BRIEF: Print, without any change, the lines of the records from the line containing "of the flooded" through the line containing "M503 318L495 319L497", including both of those lines.

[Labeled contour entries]
---------------

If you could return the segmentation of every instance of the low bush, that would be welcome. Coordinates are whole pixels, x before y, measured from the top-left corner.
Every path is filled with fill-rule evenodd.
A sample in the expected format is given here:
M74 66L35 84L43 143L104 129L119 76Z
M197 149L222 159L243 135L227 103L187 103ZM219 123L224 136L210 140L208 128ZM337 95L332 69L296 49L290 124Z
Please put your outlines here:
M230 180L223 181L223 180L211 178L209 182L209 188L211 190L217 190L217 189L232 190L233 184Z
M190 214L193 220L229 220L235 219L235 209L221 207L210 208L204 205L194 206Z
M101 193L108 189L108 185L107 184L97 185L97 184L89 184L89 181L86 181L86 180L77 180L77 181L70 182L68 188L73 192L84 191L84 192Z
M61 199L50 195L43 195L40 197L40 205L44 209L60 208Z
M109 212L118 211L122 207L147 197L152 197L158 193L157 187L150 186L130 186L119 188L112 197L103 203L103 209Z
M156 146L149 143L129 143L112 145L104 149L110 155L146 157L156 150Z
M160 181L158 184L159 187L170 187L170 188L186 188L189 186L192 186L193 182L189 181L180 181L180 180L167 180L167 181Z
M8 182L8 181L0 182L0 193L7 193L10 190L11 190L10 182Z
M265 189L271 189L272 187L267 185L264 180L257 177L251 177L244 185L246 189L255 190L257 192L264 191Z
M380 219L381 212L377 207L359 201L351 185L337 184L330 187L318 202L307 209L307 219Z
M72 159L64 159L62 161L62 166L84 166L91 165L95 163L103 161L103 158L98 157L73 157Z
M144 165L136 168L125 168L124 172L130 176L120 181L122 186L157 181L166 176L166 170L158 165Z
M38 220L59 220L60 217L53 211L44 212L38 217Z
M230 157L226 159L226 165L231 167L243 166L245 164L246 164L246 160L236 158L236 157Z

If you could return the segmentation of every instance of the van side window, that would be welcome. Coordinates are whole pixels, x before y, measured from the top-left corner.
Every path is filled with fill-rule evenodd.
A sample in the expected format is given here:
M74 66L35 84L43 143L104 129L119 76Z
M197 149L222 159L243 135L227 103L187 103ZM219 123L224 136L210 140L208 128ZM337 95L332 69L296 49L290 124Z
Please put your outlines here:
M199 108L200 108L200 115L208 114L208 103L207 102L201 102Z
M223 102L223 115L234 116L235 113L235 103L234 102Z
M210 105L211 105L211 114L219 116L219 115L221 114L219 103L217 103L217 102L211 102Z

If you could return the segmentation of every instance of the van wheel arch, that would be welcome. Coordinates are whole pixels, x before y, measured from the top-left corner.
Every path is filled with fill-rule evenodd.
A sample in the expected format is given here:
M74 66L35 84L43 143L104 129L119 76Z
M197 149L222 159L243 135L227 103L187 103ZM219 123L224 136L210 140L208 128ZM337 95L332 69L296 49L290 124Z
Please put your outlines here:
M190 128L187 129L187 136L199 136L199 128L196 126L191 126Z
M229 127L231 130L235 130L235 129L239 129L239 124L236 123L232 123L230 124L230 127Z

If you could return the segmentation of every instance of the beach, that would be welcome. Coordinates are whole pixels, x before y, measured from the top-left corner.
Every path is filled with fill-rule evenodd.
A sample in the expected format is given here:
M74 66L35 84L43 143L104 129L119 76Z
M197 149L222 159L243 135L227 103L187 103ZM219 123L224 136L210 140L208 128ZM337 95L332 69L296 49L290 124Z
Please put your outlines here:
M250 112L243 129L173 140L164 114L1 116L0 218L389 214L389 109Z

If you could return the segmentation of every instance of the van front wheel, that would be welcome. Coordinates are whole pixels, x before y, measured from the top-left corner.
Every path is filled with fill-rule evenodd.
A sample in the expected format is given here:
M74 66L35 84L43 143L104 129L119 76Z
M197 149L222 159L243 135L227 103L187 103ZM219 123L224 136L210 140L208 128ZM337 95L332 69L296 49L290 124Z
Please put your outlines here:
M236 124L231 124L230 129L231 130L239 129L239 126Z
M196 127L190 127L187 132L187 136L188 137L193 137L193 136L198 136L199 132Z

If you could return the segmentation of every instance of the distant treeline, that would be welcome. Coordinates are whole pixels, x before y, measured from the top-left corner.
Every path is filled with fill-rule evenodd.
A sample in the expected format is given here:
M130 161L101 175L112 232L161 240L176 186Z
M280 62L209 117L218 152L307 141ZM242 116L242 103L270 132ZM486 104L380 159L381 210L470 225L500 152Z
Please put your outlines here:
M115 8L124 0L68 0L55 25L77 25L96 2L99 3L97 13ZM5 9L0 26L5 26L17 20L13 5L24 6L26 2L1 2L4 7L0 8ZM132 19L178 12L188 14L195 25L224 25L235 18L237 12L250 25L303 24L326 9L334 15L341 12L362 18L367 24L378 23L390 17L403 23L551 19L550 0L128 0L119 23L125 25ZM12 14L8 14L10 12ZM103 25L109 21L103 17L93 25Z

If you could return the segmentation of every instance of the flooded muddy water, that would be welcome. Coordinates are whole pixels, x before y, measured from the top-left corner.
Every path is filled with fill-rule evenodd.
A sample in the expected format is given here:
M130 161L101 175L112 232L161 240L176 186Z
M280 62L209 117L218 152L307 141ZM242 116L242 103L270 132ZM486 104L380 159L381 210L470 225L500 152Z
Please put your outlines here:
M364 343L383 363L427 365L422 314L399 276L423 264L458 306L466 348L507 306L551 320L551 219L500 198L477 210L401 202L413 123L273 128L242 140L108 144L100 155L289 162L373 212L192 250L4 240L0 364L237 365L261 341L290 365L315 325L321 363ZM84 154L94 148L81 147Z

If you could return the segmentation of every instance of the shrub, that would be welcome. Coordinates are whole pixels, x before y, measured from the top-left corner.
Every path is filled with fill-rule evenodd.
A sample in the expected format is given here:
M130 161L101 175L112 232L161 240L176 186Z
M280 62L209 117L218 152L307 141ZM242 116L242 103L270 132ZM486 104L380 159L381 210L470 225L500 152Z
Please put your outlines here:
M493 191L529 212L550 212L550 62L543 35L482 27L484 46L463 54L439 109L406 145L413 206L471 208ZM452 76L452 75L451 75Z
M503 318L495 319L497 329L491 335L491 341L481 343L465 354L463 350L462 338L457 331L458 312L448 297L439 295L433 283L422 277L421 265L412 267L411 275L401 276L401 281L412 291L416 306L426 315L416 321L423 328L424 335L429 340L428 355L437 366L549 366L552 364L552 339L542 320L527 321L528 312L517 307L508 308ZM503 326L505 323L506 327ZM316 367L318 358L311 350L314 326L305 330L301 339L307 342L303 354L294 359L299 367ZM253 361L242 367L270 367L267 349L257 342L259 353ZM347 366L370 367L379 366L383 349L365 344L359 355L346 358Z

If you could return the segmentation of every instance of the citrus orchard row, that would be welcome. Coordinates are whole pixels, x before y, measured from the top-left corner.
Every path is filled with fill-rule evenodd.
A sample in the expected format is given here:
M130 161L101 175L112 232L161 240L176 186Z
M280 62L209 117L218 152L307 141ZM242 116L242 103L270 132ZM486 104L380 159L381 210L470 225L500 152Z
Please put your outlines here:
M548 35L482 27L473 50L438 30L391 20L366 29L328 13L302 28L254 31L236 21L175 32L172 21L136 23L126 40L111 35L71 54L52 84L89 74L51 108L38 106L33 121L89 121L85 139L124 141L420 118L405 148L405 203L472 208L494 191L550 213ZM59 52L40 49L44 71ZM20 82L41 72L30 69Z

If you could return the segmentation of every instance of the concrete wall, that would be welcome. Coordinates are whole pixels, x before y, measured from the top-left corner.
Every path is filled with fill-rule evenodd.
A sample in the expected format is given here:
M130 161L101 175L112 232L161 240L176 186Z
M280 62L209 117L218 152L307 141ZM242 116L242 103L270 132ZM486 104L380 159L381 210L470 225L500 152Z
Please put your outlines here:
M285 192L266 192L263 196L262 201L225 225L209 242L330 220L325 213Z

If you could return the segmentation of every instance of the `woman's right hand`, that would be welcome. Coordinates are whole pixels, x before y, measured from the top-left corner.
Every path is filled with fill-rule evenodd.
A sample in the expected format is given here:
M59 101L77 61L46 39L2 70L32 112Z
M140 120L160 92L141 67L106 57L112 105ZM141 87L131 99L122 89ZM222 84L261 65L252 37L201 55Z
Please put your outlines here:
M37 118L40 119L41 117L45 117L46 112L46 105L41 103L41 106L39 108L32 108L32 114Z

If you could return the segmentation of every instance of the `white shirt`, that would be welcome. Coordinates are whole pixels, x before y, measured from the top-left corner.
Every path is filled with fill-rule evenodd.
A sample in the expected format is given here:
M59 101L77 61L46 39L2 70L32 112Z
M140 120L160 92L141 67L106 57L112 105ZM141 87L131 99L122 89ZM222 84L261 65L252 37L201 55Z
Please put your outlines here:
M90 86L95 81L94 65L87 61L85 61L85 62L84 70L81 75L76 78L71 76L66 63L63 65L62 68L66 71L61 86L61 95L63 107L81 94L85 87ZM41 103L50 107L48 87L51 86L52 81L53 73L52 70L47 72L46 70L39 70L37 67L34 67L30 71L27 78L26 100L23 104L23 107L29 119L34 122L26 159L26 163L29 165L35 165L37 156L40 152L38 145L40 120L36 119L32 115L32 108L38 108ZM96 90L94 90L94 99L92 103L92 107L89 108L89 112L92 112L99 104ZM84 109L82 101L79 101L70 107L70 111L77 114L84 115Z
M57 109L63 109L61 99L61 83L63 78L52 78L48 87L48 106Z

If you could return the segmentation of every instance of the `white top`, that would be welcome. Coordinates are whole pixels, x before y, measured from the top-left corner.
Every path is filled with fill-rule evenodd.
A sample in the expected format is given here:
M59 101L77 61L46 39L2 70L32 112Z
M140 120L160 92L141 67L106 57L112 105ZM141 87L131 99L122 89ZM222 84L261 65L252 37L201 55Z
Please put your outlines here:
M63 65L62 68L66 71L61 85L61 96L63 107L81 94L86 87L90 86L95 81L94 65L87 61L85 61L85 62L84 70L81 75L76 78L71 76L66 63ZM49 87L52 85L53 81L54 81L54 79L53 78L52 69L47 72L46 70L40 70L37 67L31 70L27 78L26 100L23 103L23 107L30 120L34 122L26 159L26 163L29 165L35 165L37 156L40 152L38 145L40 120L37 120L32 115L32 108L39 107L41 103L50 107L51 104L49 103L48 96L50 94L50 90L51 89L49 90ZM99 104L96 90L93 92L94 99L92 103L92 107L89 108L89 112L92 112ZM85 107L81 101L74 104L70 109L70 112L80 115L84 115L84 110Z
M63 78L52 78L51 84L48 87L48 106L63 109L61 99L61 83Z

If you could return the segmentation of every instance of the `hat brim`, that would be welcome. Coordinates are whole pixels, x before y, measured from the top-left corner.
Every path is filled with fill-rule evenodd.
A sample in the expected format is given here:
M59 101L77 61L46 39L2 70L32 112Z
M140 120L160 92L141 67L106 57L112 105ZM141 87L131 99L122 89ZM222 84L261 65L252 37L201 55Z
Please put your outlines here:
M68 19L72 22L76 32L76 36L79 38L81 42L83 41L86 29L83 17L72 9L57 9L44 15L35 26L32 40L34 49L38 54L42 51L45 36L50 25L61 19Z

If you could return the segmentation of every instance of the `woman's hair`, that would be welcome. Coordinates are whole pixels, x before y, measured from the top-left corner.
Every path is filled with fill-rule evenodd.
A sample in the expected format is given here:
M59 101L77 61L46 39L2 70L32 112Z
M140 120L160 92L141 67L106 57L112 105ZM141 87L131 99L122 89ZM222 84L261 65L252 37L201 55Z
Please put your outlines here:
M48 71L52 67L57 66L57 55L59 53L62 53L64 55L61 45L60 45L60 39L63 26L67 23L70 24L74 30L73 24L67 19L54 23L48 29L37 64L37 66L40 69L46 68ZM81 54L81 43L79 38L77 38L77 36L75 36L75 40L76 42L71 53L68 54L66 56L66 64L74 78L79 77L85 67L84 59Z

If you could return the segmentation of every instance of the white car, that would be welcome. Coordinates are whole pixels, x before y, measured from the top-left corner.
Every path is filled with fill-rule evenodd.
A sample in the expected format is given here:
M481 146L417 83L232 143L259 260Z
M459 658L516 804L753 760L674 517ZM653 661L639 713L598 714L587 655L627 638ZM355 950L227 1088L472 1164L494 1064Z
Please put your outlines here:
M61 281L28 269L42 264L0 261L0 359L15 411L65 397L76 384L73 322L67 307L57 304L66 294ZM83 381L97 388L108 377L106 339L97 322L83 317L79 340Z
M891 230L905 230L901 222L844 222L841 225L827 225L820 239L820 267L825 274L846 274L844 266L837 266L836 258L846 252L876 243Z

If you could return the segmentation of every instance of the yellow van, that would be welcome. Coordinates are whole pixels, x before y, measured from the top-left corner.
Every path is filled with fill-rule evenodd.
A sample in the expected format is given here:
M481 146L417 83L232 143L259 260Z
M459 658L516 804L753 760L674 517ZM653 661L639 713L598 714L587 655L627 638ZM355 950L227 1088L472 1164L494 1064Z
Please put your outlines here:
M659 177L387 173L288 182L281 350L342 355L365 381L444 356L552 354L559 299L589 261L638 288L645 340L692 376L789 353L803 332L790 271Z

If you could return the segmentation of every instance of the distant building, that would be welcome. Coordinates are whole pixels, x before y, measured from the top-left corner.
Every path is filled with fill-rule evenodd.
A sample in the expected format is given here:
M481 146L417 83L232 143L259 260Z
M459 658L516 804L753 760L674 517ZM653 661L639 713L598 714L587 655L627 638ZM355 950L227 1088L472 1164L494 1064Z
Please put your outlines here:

---------------

EXERCISE RESULT:
If you could return the segmentation of every instance of the flooded muddy water, that would be welcome. Coordinates are whole pixels, x before y, measured from the top-left corner.
Every path is filled with fill-rule evenodd.
A sample in the expected format is given here:
M130 161L101 175L112 232L161 240L176 186Z
M280 62L209 117L218 152L307 141ZM242 116L242 103L270 132ZM486 104L380 159L381 210L470 225L500 152Z
Please put your outlines here:
M364 343L383 363L427 365L422 314L399 276L423 264L458 306L466 348L507 306L551 320L551 219L500 198L477 210L401 202L413 123L273 128L242 140L108 144L100 155L289 162L373 212L192 250L4 240L0 364L237 365L261 341L290 365L315 325L321 363ZM84 154L94 148L81 147Z

If you could return the segmentation of every instance of the shrub, that would be welcome. Coordinates are whole pixels, x before y, measured from the top-left corner.
Every path is filled with fill-rule evenodd.
A sample in the expected format is given here:
M130 161L101 175L112 232L161 240L176 186Z
M280 62L209 117L218 152L307 141ZM242 116L242 103L270 132ZM486 104L380 159L381 210L470 225L500 152Z
Please put your outlines here:
M493 191L529 212L550 212L550 62L543 35L482 27L484 46L463 54L439 109L406 145L413 206L471 208ZM452 76L452 75L451 75Z
M503 318L495 319L497 329L491 335L491 341L481 343L465 354L463 350L462 338L457 331L458 312L448 297L439 295L433 283L422 277L421 265L412 267L411 275L401 276L401 281L412 291L416 306L426 315L416 321L423 328L424 335L429 340L428 355L437 366L549 366L552 364L552 339L542 320L527 321L528 312L517 307L508 308ZM503 326L505 323L506 327ZM316 367L318 358L311 350L314 326L305 330L301 339L307 342L303 354L294 359L299 367ZM253 361L242 367L270 367L267 349L257 342L259 353ZM347 366L370 367L379 366L383 349L365 344L359 355L346 358Z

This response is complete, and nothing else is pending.